— WHAT YOU HAVE TO DO —
Exact reproduction required: the lines below from the line with "Query: baby's nose" to the line with "For every instance of the olive green fabric, the", both ends included, and no others.

— WORKING DATA —
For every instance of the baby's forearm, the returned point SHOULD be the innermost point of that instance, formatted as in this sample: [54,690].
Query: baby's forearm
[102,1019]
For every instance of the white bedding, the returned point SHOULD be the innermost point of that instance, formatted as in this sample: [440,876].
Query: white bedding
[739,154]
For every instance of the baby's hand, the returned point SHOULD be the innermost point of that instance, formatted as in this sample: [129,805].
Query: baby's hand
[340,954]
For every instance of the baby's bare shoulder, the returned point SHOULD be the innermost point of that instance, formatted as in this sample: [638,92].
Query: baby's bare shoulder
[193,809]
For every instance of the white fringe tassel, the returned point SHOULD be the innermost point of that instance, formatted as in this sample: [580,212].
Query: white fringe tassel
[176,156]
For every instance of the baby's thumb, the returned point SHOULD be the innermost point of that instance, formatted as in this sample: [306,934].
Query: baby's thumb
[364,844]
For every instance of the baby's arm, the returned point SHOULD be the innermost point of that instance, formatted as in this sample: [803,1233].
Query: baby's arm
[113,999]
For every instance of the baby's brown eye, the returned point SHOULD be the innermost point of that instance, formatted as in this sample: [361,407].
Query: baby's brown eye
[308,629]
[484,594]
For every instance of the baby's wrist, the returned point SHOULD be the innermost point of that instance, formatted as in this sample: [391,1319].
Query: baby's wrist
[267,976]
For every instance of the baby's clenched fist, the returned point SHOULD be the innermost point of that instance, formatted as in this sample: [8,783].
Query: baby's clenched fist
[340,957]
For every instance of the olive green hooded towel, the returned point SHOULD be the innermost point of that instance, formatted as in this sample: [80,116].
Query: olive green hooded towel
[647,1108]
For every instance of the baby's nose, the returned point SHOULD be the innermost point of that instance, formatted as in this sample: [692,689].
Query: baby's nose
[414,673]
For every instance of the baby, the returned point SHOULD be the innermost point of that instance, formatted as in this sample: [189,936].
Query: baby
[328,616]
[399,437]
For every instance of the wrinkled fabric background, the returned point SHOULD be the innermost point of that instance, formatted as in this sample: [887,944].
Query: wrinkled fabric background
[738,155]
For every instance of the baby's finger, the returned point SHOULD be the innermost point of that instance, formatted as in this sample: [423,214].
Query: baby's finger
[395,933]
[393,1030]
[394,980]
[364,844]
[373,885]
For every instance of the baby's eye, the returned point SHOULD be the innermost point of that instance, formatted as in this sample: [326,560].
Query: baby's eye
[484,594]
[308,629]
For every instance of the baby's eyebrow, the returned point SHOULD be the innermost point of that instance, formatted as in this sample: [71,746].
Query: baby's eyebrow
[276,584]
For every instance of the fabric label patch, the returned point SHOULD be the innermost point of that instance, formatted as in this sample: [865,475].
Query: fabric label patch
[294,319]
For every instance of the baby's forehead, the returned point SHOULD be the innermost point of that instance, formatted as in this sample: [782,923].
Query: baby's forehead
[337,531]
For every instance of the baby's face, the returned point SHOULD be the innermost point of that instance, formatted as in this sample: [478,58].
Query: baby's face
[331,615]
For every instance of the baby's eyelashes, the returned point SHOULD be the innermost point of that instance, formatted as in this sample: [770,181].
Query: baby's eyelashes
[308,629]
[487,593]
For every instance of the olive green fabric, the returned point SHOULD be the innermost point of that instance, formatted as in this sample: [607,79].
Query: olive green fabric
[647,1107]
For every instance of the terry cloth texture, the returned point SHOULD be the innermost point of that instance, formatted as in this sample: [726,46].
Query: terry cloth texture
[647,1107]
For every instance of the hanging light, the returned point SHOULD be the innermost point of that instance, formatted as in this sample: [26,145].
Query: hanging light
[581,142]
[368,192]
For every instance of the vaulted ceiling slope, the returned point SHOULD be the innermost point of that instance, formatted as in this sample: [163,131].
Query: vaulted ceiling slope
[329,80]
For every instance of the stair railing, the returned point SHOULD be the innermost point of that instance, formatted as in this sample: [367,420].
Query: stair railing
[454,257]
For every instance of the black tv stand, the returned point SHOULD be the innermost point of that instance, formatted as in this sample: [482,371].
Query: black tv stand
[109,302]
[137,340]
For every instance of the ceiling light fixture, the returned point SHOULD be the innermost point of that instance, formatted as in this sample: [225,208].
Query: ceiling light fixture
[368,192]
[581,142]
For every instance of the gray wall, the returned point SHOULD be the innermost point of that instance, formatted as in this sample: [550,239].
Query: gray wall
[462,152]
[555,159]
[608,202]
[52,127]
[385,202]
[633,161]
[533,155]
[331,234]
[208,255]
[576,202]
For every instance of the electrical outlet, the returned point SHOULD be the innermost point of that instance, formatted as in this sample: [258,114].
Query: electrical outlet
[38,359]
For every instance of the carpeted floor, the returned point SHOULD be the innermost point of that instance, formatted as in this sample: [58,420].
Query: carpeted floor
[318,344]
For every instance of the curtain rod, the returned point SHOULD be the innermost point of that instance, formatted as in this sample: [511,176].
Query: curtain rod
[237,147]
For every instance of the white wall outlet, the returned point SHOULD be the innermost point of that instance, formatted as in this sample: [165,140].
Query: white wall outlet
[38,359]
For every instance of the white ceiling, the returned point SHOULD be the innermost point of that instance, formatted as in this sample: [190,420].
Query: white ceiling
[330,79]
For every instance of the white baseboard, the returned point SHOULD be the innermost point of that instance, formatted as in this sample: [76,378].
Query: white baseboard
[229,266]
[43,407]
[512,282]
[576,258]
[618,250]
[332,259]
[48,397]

— TASK ANSWER —
Query: baby's nose
[414,673]
For every instance of the baby, the returned point SHOULD be the innermost point of that instance, formatted as in this sample: [189,936].
Query: baby
[328,616]
[399,437]
For every instance of the wrinkled fabric background, the returned point SHOULD be the innermost point of that instance, formatted as in this sample: [887,944].
Query: wrinkled fabric background
[738,155]
For every instance of the baby's finger, the returned point SHOULD be the innermost point of that instance, formatted as in this sample: [423,214].
Query: baby's finger
[395,933]
[393,1030]
[394,980]
[364,844]
[373,885]
For every instance of the baby's eye, the returned point SHOULD be the innermost point of that instance, formatted as in this sample: [326,560].
Query: baby's eye
[484,594]
[308,629]
For every instance of the baby's eyebrow, the returned point SHOULD be the innermost point of that instance, formatted as in this sample: [71,746].
Query: baby's eyebrow
[276,584]
For every instance of the fabric label patch, the returned point SHOULD be the innermost point of that instance, formatted as in this sample: [865,475].
Query: fabric label patch
[294,319]
For every instance of the baby's forehead, the returned point SHOULD be the innermost point of that instance, formatted as in this sample: [782,923].
Query: baby's forehead
[337,531]
For every instance of the baby's face, the returned point SHOULD be the innermost point of that instance, formatted as in this sample: [478,58].
Query: baby's face
[331,615]
For every instance of the baby's eyelashes, the returned point SHOULD be the innermost point of that instance, formatted as in this sample: [770,181].
Query: baby's eyelashes
[308,629]
[487,593]
For every instance of the olive green fabric, the returned point SHOULD be the innermost point of that instance, formatted as in this sample: [607,79].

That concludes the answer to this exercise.